## TASK REQUIREMENTS
1) In the ASFA report card, recast the paragraph beginning "Population: Today's foster child" as a short bulleted list that keeps its main facts.
2) Take the ASFA report card further, beginning after its last sentence.

## DOCUMENT EXCERPT

━━━━━━━━

The Adoption and Safe Families Act (ASFA) was passed in 1999 to minimize foster care drift and shorten the stay in temporary care. Recognizing that one year is already a very long time in the life of a child, the intent was to set a limit. After 12 months (or 15 of the past 22 months) with no permanent resolution, the law required that a termination of parental rights be filed.
Seventeen years and three presidencies have elapsed since ASFA’s passage. So how have we done at meeting the “child time” deadline? Following is a report card of sorts on the changes since ASFA passed.*
Population: Today’s foster child is generally younger by one year or more. The overall number of children in foster care has dropped dramatically, from 567,000 in 1999 to 415,000 in 2014. The average age of a foster youth has dropped from 9.9 years to 8.7 years while the median age has decreased from 10.1 to 8.0 years.

━━━━━━━━

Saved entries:
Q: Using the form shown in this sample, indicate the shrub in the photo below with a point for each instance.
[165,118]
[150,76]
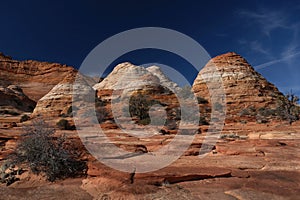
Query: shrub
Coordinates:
[64,124]
[201,100]
[139,106]
[288,109]
[24,118]
[48,155]
[102,114]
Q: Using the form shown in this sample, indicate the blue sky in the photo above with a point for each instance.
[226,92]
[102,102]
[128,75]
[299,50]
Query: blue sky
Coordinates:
[266,33]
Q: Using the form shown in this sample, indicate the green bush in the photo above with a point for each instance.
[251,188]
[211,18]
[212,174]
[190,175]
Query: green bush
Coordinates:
[44,153]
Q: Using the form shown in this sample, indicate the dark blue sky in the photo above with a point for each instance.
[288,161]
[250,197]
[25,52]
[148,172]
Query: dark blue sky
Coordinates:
[266,33]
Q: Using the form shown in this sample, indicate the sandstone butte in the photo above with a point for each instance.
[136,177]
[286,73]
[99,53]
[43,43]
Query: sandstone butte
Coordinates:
[250,161]
[244,88]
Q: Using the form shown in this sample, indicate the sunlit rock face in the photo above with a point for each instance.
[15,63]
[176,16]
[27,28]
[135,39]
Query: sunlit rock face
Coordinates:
[244,88]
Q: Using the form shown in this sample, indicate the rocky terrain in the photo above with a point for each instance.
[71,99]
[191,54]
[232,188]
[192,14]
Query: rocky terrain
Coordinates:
[35,78]
[252,159]
[245,89]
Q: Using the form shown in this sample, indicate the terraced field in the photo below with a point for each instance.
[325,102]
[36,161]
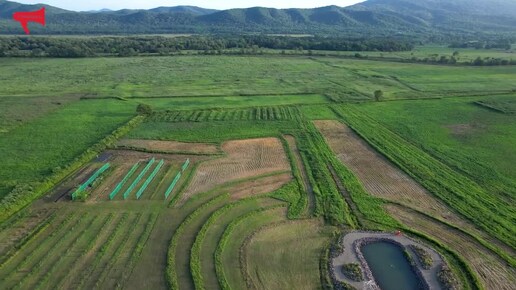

━━━━━━━━

## RESPONSES BY ITEM NUMBER
1)
- Today's foster child is generally at least one year younger.
- The number of children in foster care fell from 567,000 in 1999 to 415,000 in 2014.
- The average age of a foster youth dropped from 9.9 to 8.7 years.
- The median age decreased from 10.1 to 8.0 years.

2)
Time in Foster Care: In 1999, the average number of months spent in foster care was 31.8 months. By 2014, the average was down to 19.5 months. The median time spent in foster care went down from 19.6 to 13.3 months.
The data shows a significant decline. That is good news. The implicit goal of ASFA, however, was to find a permanent home for each child within 12 months. We still have a ways to go.
Waiting for Adoption: 130,000 children were still waiting for permanence in 1999 after parental rights had been terminated. The average delay was 20.5 months, and the median delay was 12 months.
By 2014, those figures had decreased to 108,000 waiting children with average and median wait of 12.0 and 8.7 months, respectively. Very good news. And yet, parking them in temporary care for yet another nine to 12 months while a search for an adoptive home begins is ineffective.
We need to cut bureaucratic delays and locate a permanent family sooner. The obvious remedy is to begin the moment the child is taken from the birth home. Have a “rainy day plan.” Make every effort to reunify, but engage in concurrent planning. More than anything else, that would shorten the waiting time for the child once parental rights have been terminated.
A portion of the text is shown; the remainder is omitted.